**AIM OF THE EXERCISE**
Carry on the account of George Mackay Brown's life below, starting after its last sentence.
Start of EXTRACT TO READ
183 books101 followers
George Mackay Brown, the poet, novelist and dramatist, spent his life living in and documenting the Orkney Isles.

A bout of severe measles at the age of 12 became the basis for recurring health problems throughout his life. Uncertain as to his future, he remained in education until 1940, a year which brought with it a growing reality of the war, and the unexpected death of his father. The following year he was diagnosed with (then incurable) Pulmonary Tuberculosis and spent six months in hospital in Kirkwall, Orkney's main town.

Around this time, he began writing poetry, and also prose for the Orkney Herald for which he became Stromness Correspondent, reporting events such as the switching on of the electricity grid in 1947. In 1950 he met the poet Edwin Muir, a fellow Orcadian, who recognised Mackay Brown's talent for writing, and would become his literary tutor and mentor at Newbattle Abbey College, in Midlothian, which he attended in 1951-2. Recurring TB forced Mackay Brown to spend the following year in hospital, but his experience at Newbattle spurred him to apply to Edinburgh University, to read English Literature, returning to do post-graduate work on Gerard Manley Hopkins.
End of EXTRACT TO READ
Start of RECORD SET
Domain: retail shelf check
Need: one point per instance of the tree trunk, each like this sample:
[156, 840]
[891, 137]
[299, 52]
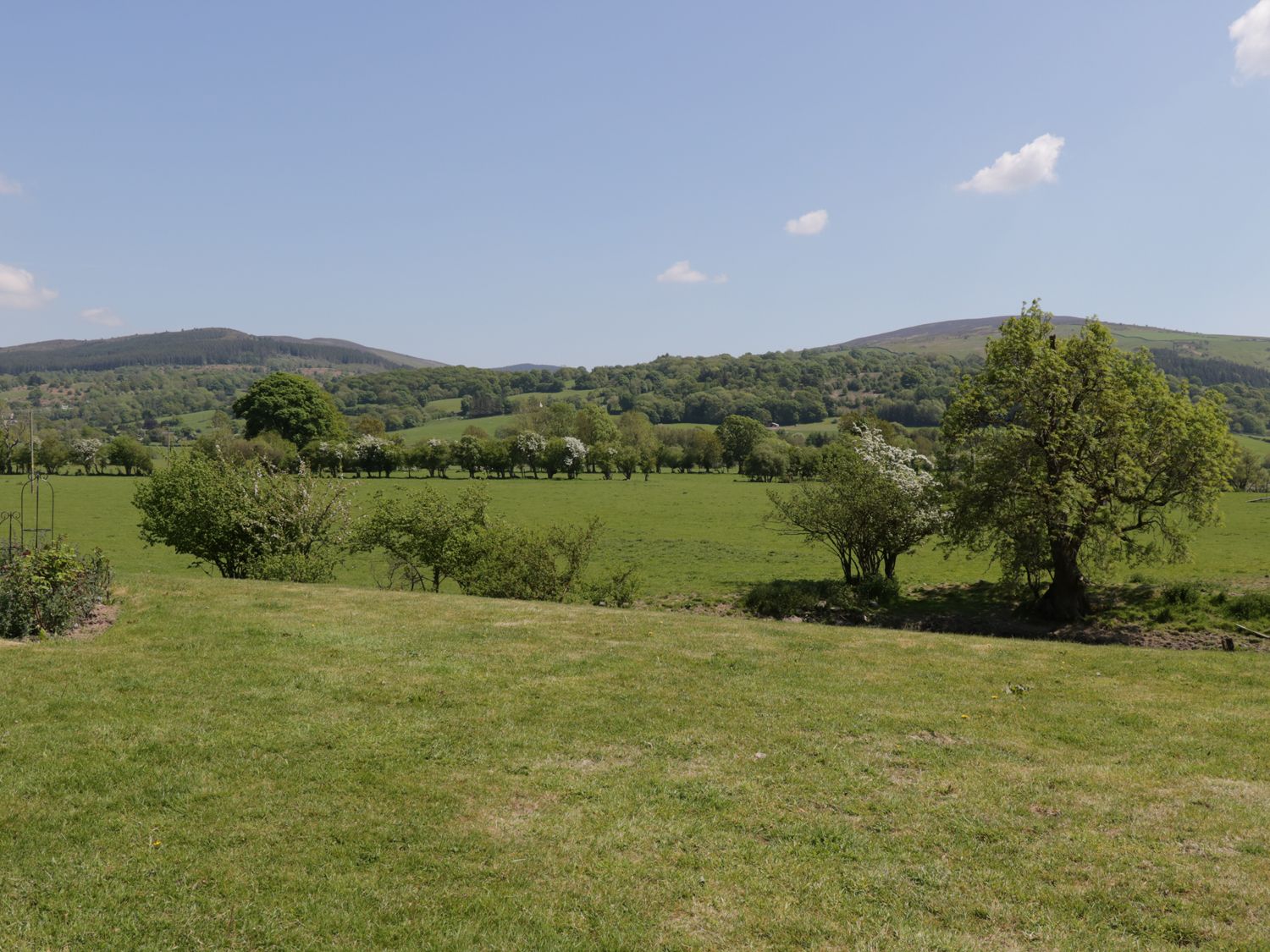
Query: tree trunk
End of RECORD SET
**OUTPUT FOR THIS EXERCISE**
In later life Mackay Brown rarely left Orkney. He turned to writing full-time, publishing his first collection of poetry, The Storm, in 1954. His writing explored life on Orkney, and the history and traditions which make up Orkney's distinct cultural identity. Many of his works are concerned with protecting Orkney's cultural heritage from the relentless march of progress and the loss of myth and archaic ritual in the modern world. Reflecting this, his best known work is Greenvoe (1972), in which the permanence of island life is threatened by 'Black Star', a mysterious nuclear development.

Mackay Brown's literary reputation grew steadily. He received an OBE in 1974 and was made a Fellow of the Royal Society of Literature in 1977, in addition to gaining several honorary degrees. His final novel, Beside the Ocean of Time (1994) was Booker Prize shortlisted and judged Scottish Book of the Year by the Saltire Society. Mackay Brown died in his home town of Stromness on 13th April 1996.

He produced several poetry collections, five novels, eight collections of short stories and two poem-plays, as well as non-fiction portraits of Orkney, an autobiography, For the Islands I Sing (1997), and published journalism.

Read more at:
http://www.scottishpoetrylibrary.org....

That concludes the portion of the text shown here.